Every entry that follows is to be duplicated exactly.
-- DATASET ENTRIES follows --
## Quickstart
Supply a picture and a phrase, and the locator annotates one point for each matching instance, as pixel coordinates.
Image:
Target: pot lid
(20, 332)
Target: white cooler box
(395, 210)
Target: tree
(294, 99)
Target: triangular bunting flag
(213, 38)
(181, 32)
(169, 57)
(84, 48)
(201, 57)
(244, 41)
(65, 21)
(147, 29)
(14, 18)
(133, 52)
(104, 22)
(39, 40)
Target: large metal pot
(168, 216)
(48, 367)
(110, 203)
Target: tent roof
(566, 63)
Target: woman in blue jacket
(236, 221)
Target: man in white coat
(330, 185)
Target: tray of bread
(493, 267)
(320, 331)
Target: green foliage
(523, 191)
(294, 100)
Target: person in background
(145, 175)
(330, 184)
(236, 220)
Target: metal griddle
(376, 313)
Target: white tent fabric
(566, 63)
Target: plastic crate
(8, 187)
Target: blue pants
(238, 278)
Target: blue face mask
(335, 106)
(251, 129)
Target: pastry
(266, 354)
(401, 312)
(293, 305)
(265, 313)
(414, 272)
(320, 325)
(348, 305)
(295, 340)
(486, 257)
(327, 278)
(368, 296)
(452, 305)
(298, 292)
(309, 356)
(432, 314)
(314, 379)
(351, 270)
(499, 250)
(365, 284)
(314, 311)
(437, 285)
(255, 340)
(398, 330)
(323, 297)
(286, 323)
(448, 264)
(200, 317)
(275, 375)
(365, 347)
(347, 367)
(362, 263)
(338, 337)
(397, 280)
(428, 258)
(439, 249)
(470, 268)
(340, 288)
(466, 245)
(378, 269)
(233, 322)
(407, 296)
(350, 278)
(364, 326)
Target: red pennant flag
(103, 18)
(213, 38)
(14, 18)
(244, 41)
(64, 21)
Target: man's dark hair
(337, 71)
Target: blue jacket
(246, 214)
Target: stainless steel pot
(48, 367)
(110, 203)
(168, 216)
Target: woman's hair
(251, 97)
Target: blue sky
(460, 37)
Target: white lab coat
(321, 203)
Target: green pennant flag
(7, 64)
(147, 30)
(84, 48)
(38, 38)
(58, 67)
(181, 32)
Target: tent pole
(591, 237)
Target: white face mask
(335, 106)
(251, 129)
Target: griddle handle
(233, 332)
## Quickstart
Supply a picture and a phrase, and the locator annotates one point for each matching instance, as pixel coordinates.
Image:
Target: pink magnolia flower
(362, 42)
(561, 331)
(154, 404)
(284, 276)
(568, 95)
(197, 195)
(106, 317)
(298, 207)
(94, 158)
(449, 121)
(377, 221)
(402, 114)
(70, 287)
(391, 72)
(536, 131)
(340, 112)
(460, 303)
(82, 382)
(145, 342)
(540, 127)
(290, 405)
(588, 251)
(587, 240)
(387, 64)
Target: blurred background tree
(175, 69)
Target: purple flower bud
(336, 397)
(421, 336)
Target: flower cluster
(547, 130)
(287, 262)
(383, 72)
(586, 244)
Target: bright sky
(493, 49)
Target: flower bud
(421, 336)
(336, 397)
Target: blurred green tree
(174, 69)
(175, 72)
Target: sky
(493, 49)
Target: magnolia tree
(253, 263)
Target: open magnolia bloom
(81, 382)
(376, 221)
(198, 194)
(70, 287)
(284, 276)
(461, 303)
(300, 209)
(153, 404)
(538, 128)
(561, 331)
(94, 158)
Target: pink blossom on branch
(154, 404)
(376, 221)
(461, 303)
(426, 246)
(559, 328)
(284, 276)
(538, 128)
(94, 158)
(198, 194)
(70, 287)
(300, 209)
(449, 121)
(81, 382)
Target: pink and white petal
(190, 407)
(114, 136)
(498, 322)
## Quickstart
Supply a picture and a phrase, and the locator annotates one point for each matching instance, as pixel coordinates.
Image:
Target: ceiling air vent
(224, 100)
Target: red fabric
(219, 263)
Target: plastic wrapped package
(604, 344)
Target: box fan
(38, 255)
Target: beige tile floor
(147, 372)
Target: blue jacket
-- DATASET ENTRIES concluded --
PROBLEM SOLUTION:
## Quickstart
Supply a picture and a phrase, and the locator annotates one point for each matching instance, as pixel coordinates.
Image:
Target: pot lid
(20, 332)
Target: white cooler box
(395, 210)
Target: tree
(294, 99)
Target: triangular bunting flag
(213, 38)
(181, 32)
(169, 57)
(84, 48)
(201, 57)
(244, 41)
(65, 21)
(147, 29)
(14, 18)
(133, 52)
(104, 22)
(39, 40)
Target: large metal pot
(168, 216)
(48, 367)
(110, 203)
Target: tent roof
(566, 63)
Target: woman in blue jacket
(236, 221)
Target: man in white coat
(330, 185)
Target: tray of bread
(493, 267)
(320, 331)
Target: green foliage
(523, 191)
(294, 100)
Target: person in background
(145, 175)
(330, 184)
(236, 220)
Target: metal griddle
(376, 313)
Target: white tent fabric
(566, 63)
Target: plastic crate
(8, 187)
Target: blue pants
(238, 278)
Target: blue face mask
(335, 106)
(251, 129)
Target: pastry
(266, 354)
(401, 312)
(293, 305)
(265, 313)
(414, 272)
(320, 325)
(348, 305)
(295, 340)
(486, 257)
(327, 278)
(368, 296)
(452, 305)
(298, 292)
(309, 356)
(432, 314)
(314, 379)
(351, 270)
(499, 250)
(365, 284)
(314, 311)
(437, 285)
(255, 340)
(398, 330)
(323, 297)
(286, 323)
(448, 264)
(200, 317)
(275, 375)
(365, 347)
(347, 367)
(362, 263)
(338, 337)
(397, 280)
(428, 258)
(439, 249)
(470, 268)
(340, 288)
(466, 245)
(378, 269)
(233, 322)
(407, 296)
(350, 278)
(364, 326)
Target: red pennant flag
(103, 18)
(213, 38)
(14, 18)
(244, 41)
(64, 21)
Target: man's dark hair
(337, 71)
Target: blue jacket
(246, 214)
Target: stainless steel pot
(48, 367)
(110, 203)
(168, 216)
Target: woman's hair
(251, 97)
Target: blue sky
(460, 37)
Target: white lab coat
(321, 203)
Target: green pennant flag
(7, 64)
(147, 30)
(84, 48)
(38, 38)
(58, 67)
(181, 32)
Target: tent pole
(591, 237)
Target: white face mask
(335, 106)
(251, 129)
Target: griddle handle
(233, 332)
## Quickstart
Supply a picture and a phrase, and the locator annotates one point for each matching instance, as pixel coordinates.
Image:
Target: pink magnolia flower
(362, 42)
(561, 331)
(154, 404)
(284, 276)
(568, 95)
(197, 195)
(106, 317)
(298, 207)
(94, 158)
(449, 121)
(377, 221)
(402, 114)
(70, 287)
(391, 72)
(536, 131)
(340, 112)
(460, 303)
(82, 382)
(145, 342)
(540, 127)
(290, 405)
(588, 251)
(587, 240)
(387, 64)
Target: blurred background tree
(175, 69)
Target: purple flower bud
(336, 397)
(421, 336)
Target: flower cluster
(547, 130)
(287, 262)
(383, 72)
(586, 244)
Target: bright sky
(493, 49)
Target: flower bud
(421, 336)
(336, 397)
Target: blurred green tree
(174, 69)
(175, 72)
Target: sky
(493, 49)
Target: magnolia tree
(253, 263)
Target: open magnolia bloom
(81, 382)
(376, 221)
(198, 194)
(70, 287)
(284, 276)
(461, 303)
(300, 209)
(153, 404)
(538, 128)
(561, 331)
(94, 158)
Target: pink blossom on branch
(154, 404)
(376, 221)
(461, 303)
(426, 246)
(559, 328)
(284, 276)
(538, 128)
(94, 158)
(198, 194)
(70, 287)
(300, 209)
(449, 121)
(81, 382)
Target: pink and white petal
(190, 407)
(114, 136)
(498, 322)
## Quickstart
Supply a picture and a phrase, and the locator annotates one point for each matching instance, as pixel coordinates.
Image:
Target: ceiling air vent
(224, 100)
Target: red fabric
(219, 263)
Target: plastic wrapped package
(604, 344)
Target: box fan
(38, 255)
Target: beige tile floor
(147, 372)
Target: blue jacket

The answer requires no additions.